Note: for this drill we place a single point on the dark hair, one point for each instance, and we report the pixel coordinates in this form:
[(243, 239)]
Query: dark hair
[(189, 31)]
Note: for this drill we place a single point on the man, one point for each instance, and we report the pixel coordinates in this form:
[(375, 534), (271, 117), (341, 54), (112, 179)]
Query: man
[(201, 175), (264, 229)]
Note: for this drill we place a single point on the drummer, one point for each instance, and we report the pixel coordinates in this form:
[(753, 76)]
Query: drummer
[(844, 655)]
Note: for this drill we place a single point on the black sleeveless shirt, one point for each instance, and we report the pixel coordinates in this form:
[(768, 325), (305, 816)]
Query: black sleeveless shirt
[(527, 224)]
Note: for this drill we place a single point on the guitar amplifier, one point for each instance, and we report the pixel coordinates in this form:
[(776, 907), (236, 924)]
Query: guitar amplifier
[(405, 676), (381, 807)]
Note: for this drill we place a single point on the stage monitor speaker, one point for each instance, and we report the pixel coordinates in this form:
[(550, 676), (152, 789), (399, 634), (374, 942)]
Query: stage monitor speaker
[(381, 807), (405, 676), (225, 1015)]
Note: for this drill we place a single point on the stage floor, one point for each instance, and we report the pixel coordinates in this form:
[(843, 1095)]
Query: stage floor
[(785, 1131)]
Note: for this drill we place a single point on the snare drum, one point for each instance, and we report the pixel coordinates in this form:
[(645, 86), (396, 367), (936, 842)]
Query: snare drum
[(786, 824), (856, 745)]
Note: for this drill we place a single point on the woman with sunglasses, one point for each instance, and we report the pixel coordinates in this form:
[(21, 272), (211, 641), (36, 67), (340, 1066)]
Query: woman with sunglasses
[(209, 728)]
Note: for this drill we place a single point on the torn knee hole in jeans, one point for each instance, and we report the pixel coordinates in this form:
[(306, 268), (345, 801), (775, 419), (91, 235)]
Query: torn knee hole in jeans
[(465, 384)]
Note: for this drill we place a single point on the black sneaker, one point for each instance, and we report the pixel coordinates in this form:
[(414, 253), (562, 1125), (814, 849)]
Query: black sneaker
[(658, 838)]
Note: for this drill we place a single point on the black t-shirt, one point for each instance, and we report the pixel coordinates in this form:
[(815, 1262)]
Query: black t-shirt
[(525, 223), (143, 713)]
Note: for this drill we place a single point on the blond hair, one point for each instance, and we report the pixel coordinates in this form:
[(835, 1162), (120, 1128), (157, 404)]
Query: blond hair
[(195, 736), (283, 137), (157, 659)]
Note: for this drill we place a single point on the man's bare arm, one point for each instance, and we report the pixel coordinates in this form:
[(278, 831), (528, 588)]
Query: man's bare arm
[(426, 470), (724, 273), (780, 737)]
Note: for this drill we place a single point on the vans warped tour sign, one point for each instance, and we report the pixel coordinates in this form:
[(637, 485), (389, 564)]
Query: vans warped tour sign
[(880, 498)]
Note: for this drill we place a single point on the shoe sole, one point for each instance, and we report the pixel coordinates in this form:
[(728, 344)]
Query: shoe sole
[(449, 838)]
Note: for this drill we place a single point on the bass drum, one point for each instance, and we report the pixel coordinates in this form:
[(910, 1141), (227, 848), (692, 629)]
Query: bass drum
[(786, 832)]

◆ **Prompt**:
Copy out every line of the items above word for word, changing nothing.

◆ **Full solution**:
Note: for this drill we place a single point on the dark hair, one point for each instance, and we report the pixel coordinates in this form:
[(243, 239)]
Query: dark hair
[(189, 31)]
Note: for this drill we place a single point on the man, one point for each instance, and we report the pixel coordinates in this form:
[(375, 534), (271, 117), (341, 54), (112, 179)]
Query: man
[(201, 175), (264, 229)]
Note: for this drill we place a single point on the drummer, one point for each instance, and we report the pixel coordinates in this form:
[(753, 76)]
Query: drummer
[(844, 655)]
Note: for this drill we place a single point on the black sleeveless shirt, one point for each instance, and we report the pixel coordinates in this form:
[(768, 325), (305, 816)]
Query: black sleeveless shirt
[(527, 224)]
Note: for this drill we place a single point on the guitar amplifier, one point for each instance, and we report the pixel coordinates in this form:
[(776, 907), (236, 924)]
Query: guitar amplifier
[(405, 676), (381, 807)]
Note: for this drill we place a single point on the stage monitor speaker, one point for each instance, and we report the pixel coordinates in this form:
[(550, 676), (152, 789), (399, 634), (374, 942)]
Query: stage monitor speaker
[(381, 807), (405, 676), (225, 1015)]
Note: for this drill we place a single point on the stage floor, one point for each instance, and we report the pixel coordinates in this form:
[(843, 1095)]
Query: stage floor
[(785, 1131)]
Note: for this drill we place a single point on the snare drum, one point for each instance, and we report the pixel coordinates in this form:
[(645, 86), (396, 367), (936, 842)]
Query: snare drum
[(786, 824), (856, 745)]
Note: for this drill we place a single point on the woman with sunglasses, one point for each instance, and we report the pixel coordinates in this form:
[(21, 272), (211, 641), (36, 67), (340, 1066)]
Query: woman with sunglasses
[(209, 728)]
Note: for this drill we place a single point on the torn knee hole in jeans, one point for each instance, and we report the pixel coordinates in this form:
[(306, 268), (345, 801), (775, 419), (91, 235)]
Query: torn knee hole in jeans
[(465, 384)]
Note: for this drill we place a single point on the black sneaker, one point for each instance, and we report the pixel coordinates in this form:
[(414, 253), (562, 1125), (814, 849)]
Query: black sneaker
[(658, 838)]
Note: for this drill we place a single point on the black t-shirt, one point for each instance, and we report the pixel coordinates in this form:
[(815, 1262)]
Query: black t-shirt
[(525, 223), (143, 713)]
Note: for this drill we place a single point on the blond hair, one point for each instance, and we report the pixel coordinates in this form:
[(835, 1162), (120, 1128), (157, 404)]
Query: blond hair
[(195, 736), (283, 137), (157, 659)]
Note: for this drill we place a single point on the man's bare arm, one point for each instance, and we report the pixel coordinates in this form:
[(278, 831), (528, 588)]
Query: man's bare arm
[(426, 470), (724, 273), (780, 737)]
Note: for this drill we place a single point on the vans warped tour sign, one point for each instance, and we report the pixel coordinates in this form:
[(637, 485), (389, 564)]
Query: vans warped tour sign
[(880, 498)]
Note: for this drill we place a single point on the shoe sole, one point for each instance, and we report the pixel coordinates in this form:
[(728, 344)]
Query: shoe sole
[(449, 838)]
Note: for this drill we place a single point on the bass drum, one point for each instance, and we report the pixel coordinates in this form:
[(910, 1141), (227, 848), (692, 629)]
Query: bass drum
[(786, 832)]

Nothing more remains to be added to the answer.